>> Start

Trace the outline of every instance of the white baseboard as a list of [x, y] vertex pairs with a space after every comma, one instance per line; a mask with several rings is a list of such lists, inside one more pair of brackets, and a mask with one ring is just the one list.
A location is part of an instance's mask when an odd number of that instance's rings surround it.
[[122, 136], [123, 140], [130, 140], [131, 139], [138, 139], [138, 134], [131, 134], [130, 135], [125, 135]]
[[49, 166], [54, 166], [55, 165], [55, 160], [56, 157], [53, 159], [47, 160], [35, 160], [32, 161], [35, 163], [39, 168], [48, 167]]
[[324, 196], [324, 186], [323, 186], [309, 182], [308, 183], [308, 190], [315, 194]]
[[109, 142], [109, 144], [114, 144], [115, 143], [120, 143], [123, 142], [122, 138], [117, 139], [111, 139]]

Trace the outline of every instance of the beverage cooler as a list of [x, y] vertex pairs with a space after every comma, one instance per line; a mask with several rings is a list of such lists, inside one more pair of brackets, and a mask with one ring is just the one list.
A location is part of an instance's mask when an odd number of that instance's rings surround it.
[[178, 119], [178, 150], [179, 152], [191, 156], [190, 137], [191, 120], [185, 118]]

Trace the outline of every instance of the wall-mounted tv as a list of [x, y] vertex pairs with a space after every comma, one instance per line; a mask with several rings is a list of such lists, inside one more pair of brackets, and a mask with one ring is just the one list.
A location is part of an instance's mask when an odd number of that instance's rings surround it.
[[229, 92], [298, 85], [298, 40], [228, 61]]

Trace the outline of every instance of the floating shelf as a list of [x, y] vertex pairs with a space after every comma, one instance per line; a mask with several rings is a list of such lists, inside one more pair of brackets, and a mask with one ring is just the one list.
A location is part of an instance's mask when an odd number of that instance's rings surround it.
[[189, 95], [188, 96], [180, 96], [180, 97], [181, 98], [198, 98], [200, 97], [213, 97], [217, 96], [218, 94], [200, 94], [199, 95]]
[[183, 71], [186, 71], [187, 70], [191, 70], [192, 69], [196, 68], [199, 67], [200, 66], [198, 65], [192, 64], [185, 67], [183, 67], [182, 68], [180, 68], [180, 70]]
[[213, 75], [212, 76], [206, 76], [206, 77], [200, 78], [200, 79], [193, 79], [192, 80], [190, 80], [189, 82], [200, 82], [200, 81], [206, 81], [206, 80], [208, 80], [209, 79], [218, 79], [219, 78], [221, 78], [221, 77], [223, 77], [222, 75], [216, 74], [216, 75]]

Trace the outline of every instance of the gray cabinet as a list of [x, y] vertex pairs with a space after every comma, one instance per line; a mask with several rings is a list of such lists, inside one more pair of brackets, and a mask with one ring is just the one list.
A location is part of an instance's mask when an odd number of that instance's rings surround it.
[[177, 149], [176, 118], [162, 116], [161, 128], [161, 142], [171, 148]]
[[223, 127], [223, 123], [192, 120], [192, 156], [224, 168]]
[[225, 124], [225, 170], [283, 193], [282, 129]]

>> End

Lay out every line of the items above as a JSON list of strings, one string per line, leaving out the blank lines.

Task result:
[
  "Trace the outline of every instance of the white baseboard as a list of [x, y] vertex pairs with a space after every comma, one instance per line; a mask with several rings is a list of such lists, inside one more pair of brackets, and a mask with one ring is just the one list.",
  "A location is part of an instance's mask when an odd number of that instance's rings surround it.",
  "[[122, 136], [123, 140], [130, 140], [131, 139], [138, 139], [138, 134], [131, 134], [130, 135], [125, 135]]",
  "[[49, 166], [54, 166], [55, 165], [55, 160], [56, 157], [53, 159], [47, 160], [35, 160], [32, 161], [35, 163], [39, 168], [48, 167]]",
  "[[324, 196], [324, 186], [323, 186], [309, 182], [308, 183], [308, 190], [315, 194]]",
  "[[109, 142], [109, 144], [114, 144], [115, 143], [120, 143], [123, 142], [122, 138], [117, 139], [111, 139]]",
  "Trace the outline of every instance of the beverage cooler as a list of [x, y] vertex pairs with a space after every comma, one instance per line; a mask with several rings is a list of such lists, inside one more pair of brackets, and a mask with one ring is just the one list.",
  "A location is part of an instance's mask when an odd number of that instance's rings surround it.",
  "[[178, 119], [178, 150], [179, 152], [191, 156], [190, 137], [191, 120], [185, 118]]",
  "Trace the outline of every instance of the wall-mounted tv as a list of [x, y] vertex pairs with a space after every comma, one instance per line; a mask with several rings is a list of such lists, inside one more pair of brackets, and a mask with one ring is just the one list.",
  "A location is part of an instance's mask when an odd number of that instance's rings surround it.",
  "[[229, 92], [298, 85], [298, 40], [228, 61]]",
  "Trace the outline of every instance of the floating shelf as a list of [x, y] vertex pairs with a space after every comma, one instance per line; a mask with several rings is a list of such lists, inside one more pair of brackets, and a mask with one ring is just the one list.",
  "A location is part of an instance's mask when an odd number of that instance's rings surround it.",
  "[[189, 95], [188, 96], [180, 96], [180, 97], [181, 98], [198, 98], [200, 97], [213, 97], [217, 96], [218, 94], [200, 94], [199, 95]]",
  "[[183, 71], [186, 71], [187, 70], [191, 70], [192, 69], [196, 68], [199, 67], [200, 66], [198, 65], [192, 64], [185, 67], [183, 67], [182, 68], [180, 68], [180, 70]]",
  "[[213, 75], [212, 76], [206, 76], [206, 77], [200, 78], [200, 79], [193, 79], [192, 80], [190, 80], [189, 82], [200, 82], [200, 81], [206, 81], [206, 80], [208, 80], [209, 79], [218, 79], [219, 78], [221, 78], [221, 77], [223, 77], [222, 75], [216, 74], [216, 75]]",
  "Trace the outline of every instance of the gray cabinet as a list of [x, y] vertex pairs with a space after every comma, one instance per line; a mask with several rings is a list of such lists, inside one more pair of brackets, and a mask with one ring is just the one list.",
  "A location is part of an instance's mask when an odd number of that instance's rings surround it.",
  "[[177, 149], [176, 118], [162, 116], [161, 128], [161, 142], [171, 148]]",
  "[[223, 127], [223, 123], [192, 120], [192, 156], [224, 168]]",
  "[[225, 124], [225, 170], [283, 193], [282, 129]]"
]